____ TEXT
The Cocktails at Naptime Story
This is a Book Week guest post by Emma Kaufmann and Gillian Martin (Cocktails at Naptime).
Once upon a time…two mums who really should have been doing housework wrote a book together….they called it Cocktails at Naptime and some nice Australian publishers called Finch Publishing laughed out loud when they read it on the train home and thought their readers would laugh out loud too on their trains home, possibly startling some fellow passengers along the way.
Here’s their story:
Emma says:
Gillian was like Nanook from the frozen North (Aberdeen) while I was a sunburnt British ex-pat living in East Coast America. How, you may well wonder, did this unlikely duo meet on the blogosphere and decide to write a book together? Well, truth be told, it was not an instantaneous attraction but our eyes at some point met across the crowded blogosphere . I am ashamed to say my chat up was that corny old line, “I really like your blog.” Luckily she was polite enough to reply.
At first I was suspicious. What was the matter with Gillian I wondered? She was not loud and shouty like so many people on the blogosphere. She never posted pictures of her cats or mumsy articles about how to create rainy day activities out of a thousand saved yoghurt pots. She was immature in a certain way like me, a Eurovision Contest fanatic who liked to dress in cheap spandex for non sexual purposes, yet unlike me seemed to run her family like a well organized military machine whereas I was domestically challenged, leaving the dirty washing to overflow the baskets like Mount Vesuvius and sometimes (okay a lot) getting my two daughter’s names mixed up.
So in some ways we were chalk and cheese and yet before we even disclosed we were both Capricorns (born a mere two years and ten days apart) there was a certain indefinable chemistry between us. Well I’m not sure how it happened but we realized that we were having the sort of synchronized and brilliant ideas could no longer be hidden under a bushel and before long we were telling each other we had to write a book together.
Now why that worked out is a bit of a mystery. Why we understood each other so well despite the fact we’ve never met in person may be partly astrological but it is also deeply geographical. For while I was born in the South and Gillian in the North we both shared the same soggy, damp landmass for many a moon. Essentially our shared heritage involves such cultural reference points as finding the royal family ludicrous, a genetic disposition to enjoy things like fried sausages and eggs without worrying about its cholesterol content, a seventies childhood involving numerous electricity strikes where we sat in the dark listening to ABBA on a portable radio and an adolescence spent dating weedy pasty men with crooked teeth (tans only briefly becoming a fashion statement in the UK in the 80’s when orangey fake tan made a debut which looked like crap unless you were a member of Wham!).
Even though we were psychic twins in many ways including a love of cheesy pop music and the fact that we both speak German it still didn’t take a genius to figure out that writing a book together in cyberspace was going to be about as easy as asking Lindsay Lohan to lay off the sauce. And yet, because we are both goats we dug our hooves in and got on with it, with bits of text flying back and forth until we had amassed something that looked distinctly like a book. And now that this book is done and dusted and filled with marvelous illustrations we’re hoping there are other mums out there – not necessarily Capricorns – who will enjoy our peculiarly skewed but perceptive views on what really happens after your midwife screams, “Mrs Mum! Take a deep breath and push. You’re crowning!”
________
# WORK INSTRUCTION 1
Rewrite the paragraph of the Cocktails at Naptime post that begins "At first I was suspicious." as a short bulleted list, keeping its main facts.
# WORK INSTRUCTION 2
Translate this sentence from the Cocktails at Naptime post into Spanish: "Now why that worked out is a bit of a mystery."
The rows that come next are from a different source, not from the Cocktails at Naptime post.
____ DATASET CONTENT
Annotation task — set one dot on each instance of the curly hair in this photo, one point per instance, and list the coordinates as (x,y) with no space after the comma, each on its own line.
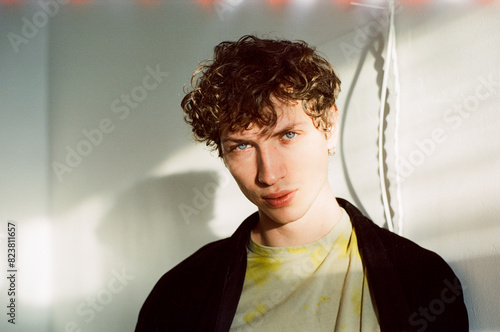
(237,88)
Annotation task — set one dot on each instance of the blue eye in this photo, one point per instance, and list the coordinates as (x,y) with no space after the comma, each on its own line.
(242,146)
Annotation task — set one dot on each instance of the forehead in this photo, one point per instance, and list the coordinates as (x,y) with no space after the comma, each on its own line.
(288,116)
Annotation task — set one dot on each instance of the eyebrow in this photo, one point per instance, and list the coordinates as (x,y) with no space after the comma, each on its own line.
(292,126)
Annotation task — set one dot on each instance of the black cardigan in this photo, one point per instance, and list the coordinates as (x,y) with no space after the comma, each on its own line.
(413,289)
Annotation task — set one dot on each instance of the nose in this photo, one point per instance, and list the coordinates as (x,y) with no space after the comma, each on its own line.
(271,166)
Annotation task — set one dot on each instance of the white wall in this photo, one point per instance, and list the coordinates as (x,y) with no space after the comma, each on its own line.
(128,208)
(24,171)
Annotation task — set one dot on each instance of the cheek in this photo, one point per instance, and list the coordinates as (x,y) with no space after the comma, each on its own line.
(242,174)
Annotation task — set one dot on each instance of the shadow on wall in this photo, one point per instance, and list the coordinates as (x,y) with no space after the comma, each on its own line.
(159,222)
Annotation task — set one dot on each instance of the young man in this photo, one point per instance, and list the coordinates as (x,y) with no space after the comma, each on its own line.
(305,261)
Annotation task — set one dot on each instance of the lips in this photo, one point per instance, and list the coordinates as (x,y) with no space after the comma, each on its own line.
(280,198)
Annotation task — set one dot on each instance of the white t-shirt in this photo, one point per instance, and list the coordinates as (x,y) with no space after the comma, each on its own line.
(320,286)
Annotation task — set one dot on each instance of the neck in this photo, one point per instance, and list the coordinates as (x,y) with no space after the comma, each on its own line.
(321,217)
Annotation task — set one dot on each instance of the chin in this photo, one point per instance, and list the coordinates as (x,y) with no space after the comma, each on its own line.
(284,215)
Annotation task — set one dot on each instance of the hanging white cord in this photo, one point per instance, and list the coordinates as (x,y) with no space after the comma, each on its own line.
(397,91)
(383,96)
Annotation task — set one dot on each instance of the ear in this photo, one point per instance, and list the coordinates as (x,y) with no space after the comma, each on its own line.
(333,133)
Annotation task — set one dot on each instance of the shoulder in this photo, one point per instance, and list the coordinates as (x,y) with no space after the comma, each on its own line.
(419,278)
(186,290)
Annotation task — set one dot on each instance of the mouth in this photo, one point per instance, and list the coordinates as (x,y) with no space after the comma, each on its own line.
(280,198)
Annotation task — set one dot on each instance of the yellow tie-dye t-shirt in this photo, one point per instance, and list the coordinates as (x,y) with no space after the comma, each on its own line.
(320,286)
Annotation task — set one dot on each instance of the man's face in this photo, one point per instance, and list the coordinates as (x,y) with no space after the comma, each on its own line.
(283,171)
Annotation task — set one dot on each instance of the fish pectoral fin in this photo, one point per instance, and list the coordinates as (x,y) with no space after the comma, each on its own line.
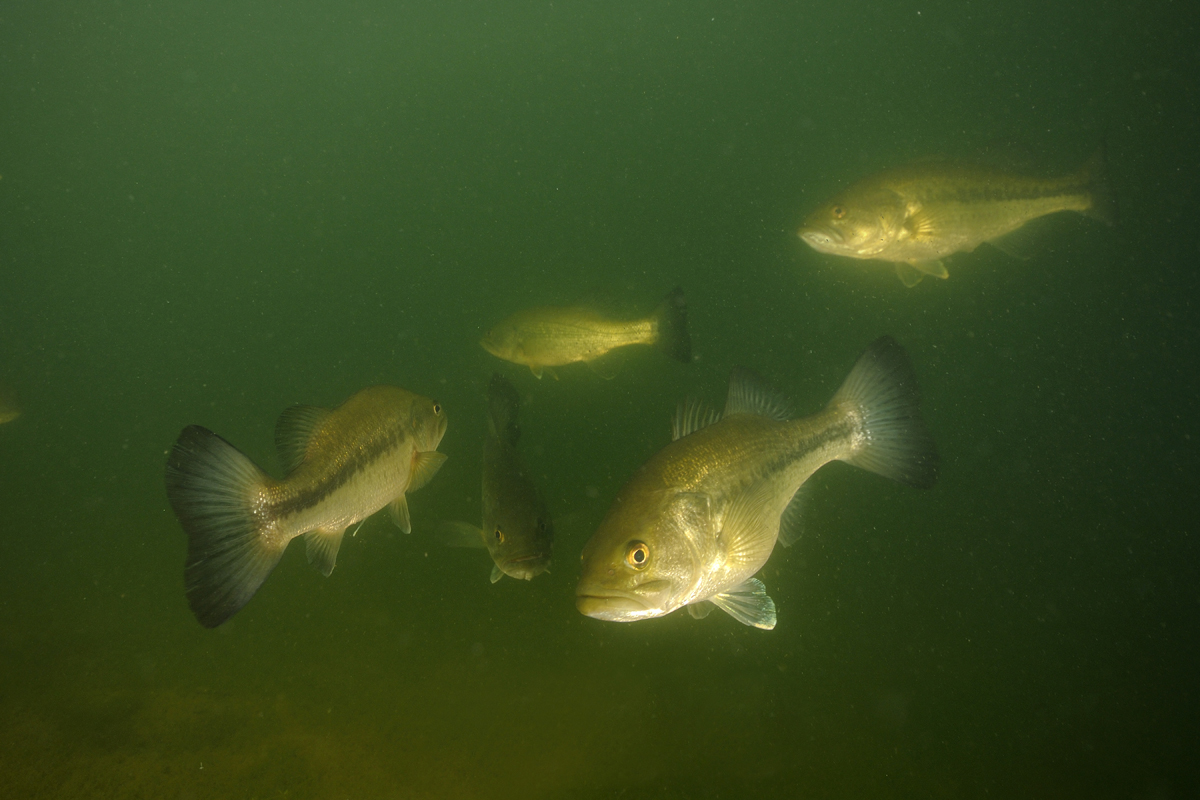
(322,546)
(791,524)
(425,465)
(461,534)
(909,275)
(748,603)
(399,510)
(749,533)
(935,269)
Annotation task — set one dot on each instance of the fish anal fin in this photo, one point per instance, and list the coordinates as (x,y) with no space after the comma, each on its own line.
(748,603)
(425,465)
(399,510)
(749,394)
(691,415)
(322,546)
(293,432)
(909,275)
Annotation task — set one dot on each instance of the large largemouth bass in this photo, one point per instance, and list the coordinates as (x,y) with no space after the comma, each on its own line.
(917,215)
(700,518)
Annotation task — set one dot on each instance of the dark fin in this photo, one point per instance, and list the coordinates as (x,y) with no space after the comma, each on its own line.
(322,548)
(935,269)
(882,390)
(909,276)
(293,432)
(1095,174)
(672,323)
(399,510)
(748,603)
(791,523)
(213,487)
(461,534)
(425,465)
(503,407)
(690,416)
(749,394)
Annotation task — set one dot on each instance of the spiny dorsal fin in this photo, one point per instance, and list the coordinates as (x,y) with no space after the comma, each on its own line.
(749,394)
(691,415)
(293,432)
(748,603)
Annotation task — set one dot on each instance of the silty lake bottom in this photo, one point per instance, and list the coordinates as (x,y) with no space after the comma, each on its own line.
(210,214)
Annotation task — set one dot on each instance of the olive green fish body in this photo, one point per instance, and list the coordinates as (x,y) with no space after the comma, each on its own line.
(342,464)
(917,215)
(702,516)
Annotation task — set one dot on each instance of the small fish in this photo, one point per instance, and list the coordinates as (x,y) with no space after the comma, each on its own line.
(547,337)
(917,215)
(342,465)
(700,518)
(10,407)
(516,531)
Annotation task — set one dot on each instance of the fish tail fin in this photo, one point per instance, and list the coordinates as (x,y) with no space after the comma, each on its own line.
(881,391)
(1095,175)
(211,486)
(671,320)
(503,404)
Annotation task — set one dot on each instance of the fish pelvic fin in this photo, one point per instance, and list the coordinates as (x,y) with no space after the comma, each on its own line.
(892,439)
(671,320)
(321,547)
(503,405)
(909,275)
(213,488)
(748,603)
(1095,175)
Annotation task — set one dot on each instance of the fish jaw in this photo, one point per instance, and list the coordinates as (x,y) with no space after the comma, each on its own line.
(621,606)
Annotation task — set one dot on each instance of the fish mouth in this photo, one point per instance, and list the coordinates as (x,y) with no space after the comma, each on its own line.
(613,605)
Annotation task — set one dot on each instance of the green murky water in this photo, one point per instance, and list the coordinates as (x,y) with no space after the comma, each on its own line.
(211,211)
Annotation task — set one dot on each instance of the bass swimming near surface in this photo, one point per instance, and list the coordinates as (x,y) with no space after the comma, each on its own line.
(342,465)
(552,336)
(701,517)
(916,216)
(517,531)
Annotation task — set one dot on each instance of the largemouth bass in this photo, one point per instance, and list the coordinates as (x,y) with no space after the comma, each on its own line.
(917,215)
(547,337)
(342,465)
(700,518)
(517,531)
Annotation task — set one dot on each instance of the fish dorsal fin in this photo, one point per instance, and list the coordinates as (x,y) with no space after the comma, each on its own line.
(691,415)
(749,394)
(322,546)
(399,510)
(791,523)
(425,465)
(293,432)
(748,534)
(748,603)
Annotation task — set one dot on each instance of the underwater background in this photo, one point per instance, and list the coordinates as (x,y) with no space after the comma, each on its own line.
(213,211)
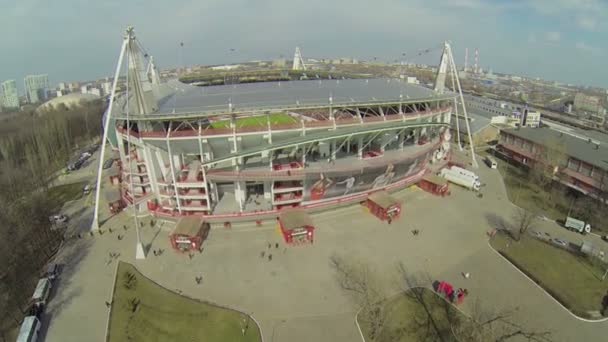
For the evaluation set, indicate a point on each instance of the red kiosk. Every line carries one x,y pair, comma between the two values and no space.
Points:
383,206
114,175
296,226
435,185
189,234
115,202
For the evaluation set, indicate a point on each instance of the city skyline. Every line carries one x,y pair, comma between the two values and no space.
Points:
555,41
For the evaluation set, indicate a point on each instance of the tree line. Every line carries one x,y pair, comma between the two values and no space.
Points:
34,146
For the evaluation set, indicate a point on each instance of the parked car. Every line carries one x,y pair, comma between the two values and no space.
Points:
58,218
560,242
51,271
538,234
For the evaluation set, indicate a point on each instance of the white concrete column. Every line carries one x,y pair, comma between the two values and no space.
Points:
268,190
161,164
151,170
333,150
240,194
177,163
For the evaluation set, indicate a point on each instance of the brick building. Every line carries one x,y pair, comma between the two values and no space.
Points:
577,163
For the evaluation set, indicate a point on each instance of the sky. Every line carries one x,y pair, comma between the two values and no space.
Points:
75,40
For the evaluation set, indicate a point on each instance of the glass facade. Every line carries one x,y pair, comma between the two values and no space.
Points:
36,87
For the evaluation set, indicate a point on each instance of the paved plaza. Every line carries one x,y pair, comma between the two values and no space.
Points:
295,297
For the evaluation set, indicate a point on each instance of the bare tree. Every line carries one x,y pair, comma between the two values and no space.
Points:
524,219
363,285
439,320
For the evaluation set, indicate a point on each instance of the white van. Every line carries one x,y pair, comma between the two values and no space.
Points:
465,172
29,329
43,289
491,162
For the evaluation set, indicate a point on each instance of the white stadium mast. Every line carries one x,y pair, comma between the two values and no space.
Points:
138,98
447,65
298,61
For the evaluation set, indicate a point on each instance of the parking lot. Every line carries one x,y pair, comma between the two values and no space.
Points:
295,297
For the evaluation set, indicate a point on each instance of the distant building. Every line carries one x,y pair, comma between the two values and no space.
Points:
36,87
10,96
530,118
590,108
279,63
586,103
95,91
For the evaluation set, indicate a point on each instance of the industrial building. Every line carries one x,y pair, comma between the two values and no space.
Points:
36,87
252,149
581,164
10,96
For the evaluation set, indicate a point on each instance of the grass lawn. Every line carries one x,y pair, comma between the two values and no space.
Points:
275,119
163,315
528,195
573,280
61,194
403,312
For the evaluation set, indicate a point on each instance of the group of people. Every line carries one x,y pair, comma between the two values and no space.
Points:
264,254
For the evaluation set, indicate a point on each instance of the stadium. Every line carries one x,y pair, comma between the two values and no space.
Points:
250,150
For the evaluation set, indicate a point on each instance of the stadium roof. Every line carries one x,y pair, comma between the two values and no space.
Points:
589,152
187,98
________
# EXERCISE SOLUTION 1
- Emma was suspicious of Gillian at first.
- Gillian wasn't loud and shouty like many bloggers.
- She never posted cat pictures or mumsy articles about rainy day activities made from saved yoghurt pots.
- Like Emma, she was immature in a certain way: a Eurovision fanatic who liked to wear cheap spandex for non-sexual purposes.
- Unlike Emma, she ran her family like a well-organized military machine.
- Emma was domestically challenged. She let dirty washing overflow the baskets and often mixed up her two daughters' names.

# EXERCISE SOLUTION 2
Ahora bien, el porqué de que aquello saliera bien es un poco misterioso.